▶ WHAT IS NEEDED:
Pull out every line in the entries below that contains the string "flap", matching case exactly.

··· RECORDS FOR THIS TASK

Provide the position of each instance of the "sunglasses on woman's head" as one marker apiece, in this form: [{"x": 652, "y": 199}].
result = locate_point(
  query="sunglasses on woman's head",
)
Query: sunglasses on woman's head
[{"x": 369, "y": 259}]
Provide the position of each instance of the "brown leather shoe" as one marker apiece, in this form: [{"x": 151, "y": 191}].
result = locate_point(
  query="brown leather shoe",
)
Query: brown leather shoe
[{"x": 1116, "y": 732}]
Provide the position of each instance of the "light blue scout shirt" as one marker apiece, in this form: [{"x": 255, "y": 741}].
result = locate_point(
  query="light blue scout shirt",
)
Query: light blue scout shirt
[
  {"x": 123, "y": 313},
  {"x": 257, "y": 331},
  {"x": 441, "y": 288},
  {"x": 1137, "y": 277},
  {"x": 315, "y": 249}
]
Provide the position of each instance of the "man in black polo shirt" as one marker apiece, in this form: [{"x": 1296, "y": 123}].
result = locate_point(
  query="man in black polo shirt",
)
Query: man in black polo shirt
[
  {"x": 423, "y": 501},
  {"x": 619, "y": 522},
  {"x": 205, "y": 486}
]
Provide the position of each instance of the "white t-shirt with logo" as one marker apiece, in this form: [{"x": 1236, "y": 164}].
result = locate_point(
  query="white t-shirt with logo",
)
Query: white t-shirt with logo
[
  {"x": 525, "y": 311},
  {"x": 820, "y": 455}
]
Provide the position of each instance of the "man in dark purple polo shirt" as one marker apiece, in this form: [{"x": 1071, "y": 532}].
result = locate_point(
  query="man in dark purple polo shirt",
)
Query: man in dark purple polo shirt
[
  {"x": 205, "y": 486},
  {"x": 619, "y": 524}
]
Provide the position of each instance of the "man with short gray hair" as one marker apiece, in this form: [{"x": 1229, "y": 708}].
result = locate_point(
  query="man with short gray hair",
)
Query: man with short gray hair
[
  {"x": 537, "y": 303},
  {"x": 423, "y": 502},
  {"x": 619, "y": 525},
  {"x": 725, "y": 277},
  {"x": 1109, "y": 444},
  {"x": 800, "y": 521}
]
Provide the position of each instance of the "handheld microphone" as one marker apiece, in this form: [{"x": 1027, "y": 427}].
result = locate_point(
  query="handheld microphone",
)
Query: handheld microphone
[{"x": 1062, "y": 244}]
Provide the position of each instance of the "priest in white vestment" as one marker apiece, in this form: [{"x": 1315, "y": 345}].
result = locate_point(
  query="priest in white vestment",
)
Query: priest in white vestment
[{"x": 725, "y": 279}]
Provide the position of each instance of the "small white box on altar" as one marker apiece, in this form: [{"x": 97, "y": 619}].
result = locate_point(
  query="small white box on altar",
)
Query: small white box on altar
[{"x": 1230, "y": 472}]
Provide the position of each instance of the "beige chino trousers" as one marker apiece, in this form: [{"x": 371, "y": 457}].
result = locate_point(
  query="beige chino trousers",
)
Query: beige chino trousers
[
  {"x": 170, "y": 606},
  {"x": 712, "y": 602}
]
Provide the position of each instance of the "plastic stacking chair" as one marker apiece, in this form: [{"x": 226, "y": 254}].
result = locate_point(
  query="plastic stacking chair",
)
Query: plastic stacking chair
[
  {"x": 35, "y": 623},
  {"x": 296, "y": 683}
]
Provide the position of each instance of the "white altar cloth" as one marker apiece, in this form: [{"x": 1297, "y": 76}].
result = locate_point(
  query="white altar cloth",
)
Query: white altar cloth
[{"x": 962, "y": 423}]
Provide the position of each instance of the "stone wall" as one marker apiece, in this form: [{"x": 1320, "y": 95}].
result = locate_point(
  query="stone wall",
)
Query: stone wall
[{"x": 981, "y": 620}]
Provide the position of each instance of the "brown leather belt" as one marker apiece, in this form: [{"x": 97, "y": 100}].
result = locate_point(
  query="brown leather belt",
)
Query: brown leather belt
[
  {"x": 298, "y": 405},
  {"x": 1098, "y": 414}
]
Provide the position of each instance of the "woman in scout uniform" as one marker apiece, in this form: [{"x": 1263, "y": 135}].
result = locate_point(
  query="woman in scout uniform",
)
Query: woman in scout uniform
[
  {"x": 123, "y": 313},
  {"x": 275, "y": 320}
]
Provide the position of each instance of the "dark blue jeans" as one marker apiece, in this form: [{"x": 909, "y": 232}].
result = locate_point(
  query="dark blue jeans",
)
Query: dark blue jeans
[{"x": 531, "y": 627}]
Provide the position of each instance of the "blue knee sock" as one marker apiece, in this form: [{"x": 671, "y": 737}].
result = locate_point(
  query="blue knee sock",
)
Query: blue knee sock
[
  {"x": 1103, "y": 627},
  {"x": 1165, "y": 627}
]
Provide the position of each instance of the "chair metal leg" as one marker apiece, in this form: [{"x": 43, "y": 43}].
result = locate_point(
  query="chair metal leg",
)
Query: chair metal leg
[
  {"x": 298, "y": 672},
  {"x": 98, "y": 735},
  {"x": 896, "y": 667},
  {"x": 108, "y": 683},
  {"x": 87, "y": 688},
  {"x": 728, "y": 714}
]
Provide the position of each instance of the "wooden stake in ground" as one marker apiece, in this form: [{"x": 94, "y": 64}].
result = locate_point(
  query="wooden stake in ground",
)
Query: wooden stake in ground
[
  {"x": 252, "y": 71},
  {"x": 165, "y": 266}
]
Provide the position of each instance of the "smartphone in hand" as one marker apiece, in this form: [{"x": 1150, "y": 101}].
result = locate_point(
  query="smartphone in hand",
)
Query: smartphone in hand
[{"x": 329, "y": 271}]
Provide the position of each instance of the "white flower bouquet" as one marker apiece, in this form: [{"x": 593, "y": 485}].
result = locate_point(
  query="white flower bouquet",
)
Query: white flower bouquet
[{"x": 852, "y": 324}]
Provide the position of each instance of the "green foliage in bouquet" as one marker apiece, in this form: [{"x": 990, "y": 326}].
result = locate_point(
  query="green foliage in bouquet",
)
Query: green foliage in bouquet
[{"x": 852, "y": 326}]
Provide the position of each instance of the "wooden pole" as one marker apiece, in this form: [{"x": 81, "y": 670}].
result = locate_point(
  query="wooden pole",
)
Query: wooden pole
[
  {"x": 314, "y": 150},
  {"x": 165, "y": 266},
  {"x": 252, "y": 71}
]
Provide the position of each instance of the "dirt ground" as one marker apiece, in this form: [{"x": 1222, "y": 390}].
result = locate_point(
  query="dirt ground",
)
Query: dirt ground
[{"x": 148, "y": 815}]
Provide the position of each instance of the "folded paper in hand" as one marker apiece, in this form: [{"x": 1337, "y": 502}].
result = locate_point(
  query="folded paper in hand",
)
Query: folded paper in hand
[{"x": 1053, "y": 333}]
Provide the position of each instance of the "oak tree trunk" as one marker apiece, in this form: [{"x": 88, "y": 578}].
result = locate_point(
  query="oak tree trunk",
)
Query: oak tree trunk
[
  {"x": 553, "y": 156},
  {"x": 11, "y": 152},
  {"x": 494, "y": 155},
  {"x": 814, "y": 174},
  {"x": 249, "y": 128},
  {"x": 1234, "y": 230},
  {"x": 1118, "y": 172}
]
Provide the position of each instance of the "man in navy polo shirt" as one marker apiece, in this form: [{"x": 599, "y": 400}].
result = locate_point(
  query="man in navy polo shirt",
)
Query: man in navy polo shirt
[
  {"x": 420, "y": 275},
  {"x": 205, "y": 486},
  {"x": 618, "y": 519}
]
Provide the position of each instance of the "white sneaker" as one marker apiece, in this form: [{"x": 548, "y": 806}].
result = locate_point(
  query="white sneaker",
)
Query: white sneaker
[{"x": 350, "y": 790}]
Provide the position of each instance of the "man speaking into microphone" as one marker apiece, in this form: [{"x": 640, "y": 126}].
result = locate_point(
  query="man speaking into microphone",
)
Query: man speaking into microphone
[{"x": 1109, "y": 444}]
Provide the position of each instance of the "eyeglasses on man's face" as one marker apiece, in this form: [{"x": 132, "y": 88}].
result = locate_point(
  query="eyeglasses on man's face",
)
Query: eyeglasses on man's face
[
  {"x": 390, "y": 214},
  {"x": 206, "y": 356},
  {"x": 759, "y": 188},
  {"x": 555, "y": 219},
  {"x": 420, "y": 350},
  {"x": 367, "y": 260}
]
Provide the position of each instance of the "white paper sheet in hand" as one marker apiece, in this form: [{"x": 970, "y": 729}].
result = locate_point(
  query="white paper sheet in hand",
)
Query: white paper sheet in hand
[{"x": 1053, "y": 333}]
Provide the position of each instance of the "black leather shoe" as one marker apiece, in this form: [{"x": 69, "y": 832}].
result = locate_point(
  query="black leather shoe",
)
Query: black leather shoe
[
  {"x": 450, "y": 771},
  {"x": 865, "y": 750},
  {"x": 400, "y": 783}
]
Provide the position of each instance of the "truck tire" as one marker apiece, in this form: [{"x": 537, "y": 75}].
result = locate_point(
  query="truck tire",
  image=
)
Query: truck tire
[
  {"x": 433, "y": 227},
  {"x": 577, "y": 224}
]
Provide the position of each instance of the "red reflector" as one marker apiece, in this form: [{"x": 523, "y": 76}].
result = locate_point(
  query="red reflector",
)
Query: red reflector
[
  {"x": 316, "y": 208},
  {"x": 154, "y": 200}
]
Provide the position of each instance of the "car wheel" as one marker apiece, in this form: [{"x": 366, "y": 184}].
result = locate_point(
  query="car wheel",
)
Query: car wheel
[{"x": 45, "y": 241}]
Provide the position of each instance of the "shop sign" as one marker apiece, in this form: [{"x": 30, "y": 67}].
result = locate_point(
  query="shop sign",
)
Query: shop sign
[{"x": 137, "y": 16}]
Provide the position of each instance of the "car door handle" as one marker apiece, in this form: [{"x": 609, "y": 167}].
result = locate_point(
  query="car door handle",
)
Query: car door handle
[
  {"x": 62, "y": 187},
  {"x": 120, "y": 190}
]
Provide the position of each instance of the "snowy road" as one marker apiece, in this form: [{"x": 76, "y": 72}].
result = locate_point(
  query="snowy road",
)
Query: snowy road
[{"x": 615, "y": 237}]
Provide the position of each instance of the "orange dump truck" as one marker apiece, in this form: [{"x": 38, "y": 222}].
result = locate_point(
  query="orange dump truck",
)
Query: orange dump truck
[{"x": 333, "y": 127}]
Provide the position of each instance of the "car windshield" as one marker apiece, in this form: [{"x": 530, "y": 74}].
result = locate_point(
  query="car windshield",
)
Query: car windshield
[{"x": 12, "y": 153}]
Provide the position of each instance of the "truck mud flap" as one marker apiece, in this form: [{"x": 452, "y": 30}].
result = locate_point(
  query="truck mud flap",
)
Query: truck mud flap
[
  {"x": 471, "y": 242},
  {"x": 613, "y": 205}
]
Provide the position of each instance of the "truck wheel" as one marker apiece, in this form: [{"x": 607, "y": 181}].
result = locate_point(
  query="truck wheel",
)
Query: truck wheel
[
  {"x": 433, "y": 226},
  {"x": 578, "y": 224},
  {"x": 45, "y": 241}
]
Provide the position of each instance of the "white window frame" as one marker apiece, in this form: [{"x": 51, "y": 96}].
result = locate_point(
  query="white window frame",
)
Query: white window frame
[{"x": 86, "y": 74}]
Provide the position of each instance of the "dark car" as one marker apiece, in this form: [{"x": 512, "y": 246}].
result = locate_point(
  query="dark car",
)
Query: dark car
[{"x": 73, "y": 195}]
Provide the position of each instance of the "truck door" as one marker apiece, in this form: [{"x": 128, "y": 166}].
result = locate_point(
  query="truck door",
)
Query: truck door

······

▶ ANSWER FOR THIS EXERCISE:
Provide the position of each instance of the "truck mud flap" as one marker apiece, in this form: [{"x": 452, "y": 30}].
  query="truck mud flap",
Query: truck mud flap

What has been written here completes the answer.